Excerpted text:
· · · ·

Martha Ballard is my hero

Kaiulani Lee as Martha Ballard

Photo:

Martha Ballard is one of my heroes.

Ballard (1734/1735 – 1812) was an American midwife, healer, and diarist. She had nine children and was related to Clara Barton, founder of the American Red Cross.

She lived on the Massachusetts frontier in what is now Maine. She traveled by horse and canoe. Over 27 years, Ballard wrote in her diary with a quill pen. Many entries were about the food she raised and prepared.

In 1991, after eight years of research, historian Laurel Thatcher Ulrich produced A Midwife’s Tale: The Life of Martha Ballard based on her diary, 1785–1812. Amazon writes:

“Drawing on the diaries of a midwife and healer in eighteenth-century Maine, this intimate history illuminates the medical practices, household economies, religious rivalries, and sexual mores of the New England frontier.”

· · · ·

Dataset excerpts:

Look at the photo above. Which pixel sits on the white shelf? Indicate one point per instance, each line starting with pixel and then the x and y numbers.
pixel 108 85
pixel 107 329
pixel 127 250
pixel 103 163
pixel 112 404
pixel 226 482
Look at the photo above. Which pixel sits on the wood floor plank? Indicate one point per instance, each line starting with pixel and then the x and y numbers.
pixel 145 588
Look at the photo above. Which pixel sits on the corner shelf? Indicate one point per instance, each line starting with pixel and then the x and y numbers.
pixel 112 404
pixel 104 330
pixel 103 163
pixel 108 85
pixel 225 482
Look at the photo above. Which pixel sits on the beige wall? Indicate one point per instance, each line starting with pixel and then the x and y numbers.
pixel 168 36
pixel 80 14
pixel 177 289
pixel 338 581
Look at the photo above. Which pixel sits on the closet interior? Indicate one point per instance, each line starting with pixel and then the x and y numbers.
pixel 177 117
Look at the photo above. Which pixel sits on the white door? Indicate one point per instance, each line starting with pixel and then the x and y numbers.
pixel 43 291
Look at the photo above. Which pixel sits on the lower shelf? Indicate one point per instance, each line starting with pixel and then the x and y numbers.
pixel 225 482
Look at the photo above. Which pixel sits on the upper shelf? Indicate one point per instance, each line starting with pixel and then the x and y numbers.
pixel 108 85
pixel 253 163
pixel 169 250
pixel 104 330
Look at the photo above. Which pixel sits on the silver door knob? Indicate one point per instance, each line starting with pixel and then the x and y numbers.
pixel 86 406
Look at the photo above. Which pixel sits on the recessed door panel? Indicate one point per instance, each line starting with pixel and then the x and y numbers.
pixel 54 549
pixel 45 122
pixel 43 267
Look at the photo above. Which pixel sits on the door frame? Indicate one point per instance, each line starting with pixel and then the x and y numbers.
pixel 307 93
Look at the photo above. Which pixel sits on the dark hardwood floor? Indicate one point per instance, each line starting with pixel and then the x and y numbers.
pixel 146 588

· · · ·

What this exercise asks:
#1 Answer from the Martha Ballard text:
(a) How did Ballard travel?
(b) For how many years did she write in her diary?
(c) How many years of research went into Laurel Thatcher Ulrich's book?
#2 Carry on the Martha Ballard text from the end of its last sentence.

Numbered responses:
#1
(a) By horse and canoe.
(b) 27 years.
(c) Eight years.

#2
I’m so glad it won a Pulitzer Prize, among many other awards. This book is available in paperback and is AWESOME!!! I first read it as a woman, a mother, a nurse and a doctor. Reading it again later, I realized it probably had a big impact on how I came to think about food and a woman’s role in food, family, community and work.

Laurel Thatcher Ulrich

Laurel Thatcher Ulrich is 300th Anniversary University Professor, Harvard University. She is a specialist in Early American Social History and Women’s History.

This book was a real labor of love by Laurel Thatcher Ulrich. She ended her career as a distinguished history professor at Harvard, and president of the American Historical Association. By the way, Ulrich is the person who wrote the phrase: “Well-behaved women seldom make history.” Of her method, Wikipedia says:

“Ulrich’s innovative and widely influential approach to history has been described as a tribute to ‘the silent work of ordinary people’ — an approach that, in her words, aims to ‘show the interconnection between public events and private experience.”

Additional resources
The website DoHistory.org uses her diary as a case study for how to piece together the past from fragments.